Brief => Reproduce the entries that follow precisely, setting aside any images.

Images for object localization

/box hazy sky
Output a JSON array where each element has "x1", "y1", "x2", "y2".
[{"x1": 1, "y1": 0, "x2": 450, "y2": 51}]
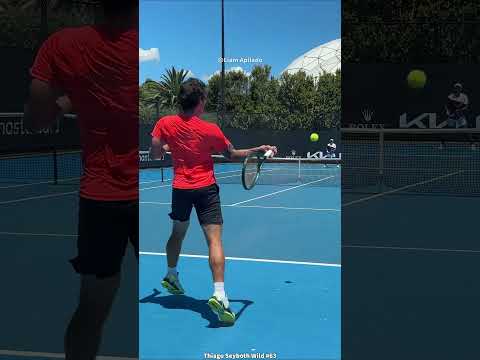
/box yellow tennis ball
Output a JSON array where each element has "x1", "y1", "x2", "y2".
[
  {"x1": 407, "y1": 69, "x2": 427, "y2": 89},
  {"x1": 310, "y1": 133, "x2": 319, "y2": 142}
]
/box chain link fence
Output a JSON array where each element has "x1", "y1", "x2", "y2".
[{"x1": 140, "y1": 109, "x2": 340, "y2": 131}]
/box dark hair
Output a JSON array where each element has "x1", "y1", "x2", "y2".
[
  {"x1": 178, "y1": 78, "x2": 207, "y2": 112},
  {"x1": 100, "y1": 0, "x2": 138, "y2": 17}
]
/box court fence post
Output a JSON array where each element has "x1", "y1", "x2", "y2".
[{"x1": 379, "y1": 130, "x2": 384, "y2": 176}]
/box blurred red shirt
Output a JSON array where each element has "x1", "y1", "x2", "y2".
[{"x1": 30, "y1": 25, "x2": 138, "y2": 201}]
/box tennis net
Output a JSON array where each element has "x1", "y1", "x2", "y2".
[
  {"x1": 342, "y1": 128, "x2": 480, "y2": 196},
  {"x1": 0, "y1": 149, "x2": 82, "y2": 185},
  {"x1": 140, "y1": 151, "x2": 341, "y2": 187}
]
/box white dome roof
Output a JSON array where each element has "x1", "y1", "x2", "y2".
[{"x1": 283, "y1": 39, "x2": 341, "y2": 78}]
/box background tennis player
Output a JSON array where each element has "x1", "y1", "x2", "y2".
[
  {"x1": 24, "y1": 1, "x2": 138, "y2": 358},
  {"x1": 446, "y1": 83, "x2": 469, "y2": 128},
  {"x1": 326, "y1": 138, "x2": 337, "y2": 158},
  {"x1": 150, "y1": 78, "x2": 277, "y2": 324}
]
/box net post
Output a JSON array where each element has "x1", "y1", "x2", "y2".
[
  {"x1": 379, "y1": 130, "x2": 384, "y2": 176},
  {"x1": 378, "y1": 130, "x2": 385, "y2": 193},
  {"x1": 53, "y1": 147, "x2": 58, "y2": 185},
  {"x1": 160, "y1": 151, "x2": 164, "y2": 182},
  {"x1": 298, "y1": 158, "x2": 301, "y2": 182}
]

Solution for this task =>
/box hazy sky
Output a JSON array where each element has "x1", "y1", "x2", "y2".
[{"x1": 1, "y1": 0, "x2": 450, "y2": 51}]
/box yellow tennis ball
Output a JSON array where each element has "x1", "y1", "x2", "y2".
[
  {"x1": 407, "y1": 69, "x2": 427, "y2": 89},
  {"x1": 310, "y1": 133, "x2": 319, "y2": 142}
]
/box chain link fence
Output a JSON array where each element has "x1", "y1", "x2", "y2".
[{"x1": 140, "y1": 109, "x2": 340, "y2": 131}]
/box dark hair
Output a JSON array where each element has "x1", "y1", "x2", "y2".
[
  {"x1": 178, "y1": 78, "x2": 207, "y2": 112},
  {"x1": 100, "y1": 0, "x2": 138, "y2": 17}
]
/box court fence post
Output a JSON array where each element has "x1", "y1", "x2", "y2".
[{"x1": 379, "y1": 130, "x2": 384, "y2": 176}]
/box blurred red shirt
Output a JSON array where each element has "x1", "y1", "x2", "y2".
[{"x1": 30, "y1": 25, "x2": 138, "y2": 201}]
/box tennis net
Output a JSON array where each element has "x1", "y1", "x2", "y2".
[
  {"x1": 342, "y1": 128, "x2": 480, "y2": 196},
  {"x1": 0, "y1": 149, "x2": 82, "y2": 185},
  {"x1": 140, "y1": 151, "x2": 341, "y2": 187}
]
/box white dome roof
Output a JSON array where each element has "x1", "y1", "x2", "y2".
[{"x1": 283, "y1": 39, "x2": 341, "y2": 78}]
/box background tennis player
Output a JSON array where each element has "x1", "y1", "x2", "y2".
[
  {"x1": 24, "y1": 1, "x2": 138, "y2": 358},
  {"x1": 446, "y1": 83, "x2": 469, "y2": 128},
  {"x1": 326, "y1": 138, "x2": 337, "y2": 158},
  {"x1": 150, "y1": 78, "x2": 277, "y2": 324}
]
/box net post
Output a JSON array where each element has "x1", "y1", "x2", "y2".
[
  {"x1": 379, "y1": 130, "x2": 384, "y2": 176},
  {"x1": 378, "y1": 130, "x2": 385, "y2": 193},
  {"x1": 53, "y1": 147, "x2": 58, "y2": 185},
  {"x1": 160, "y1": 151, "x2": 164, "y2": 182},
  {"x1": 298, "y1": 158, "x2": 301, "y2": 182}
]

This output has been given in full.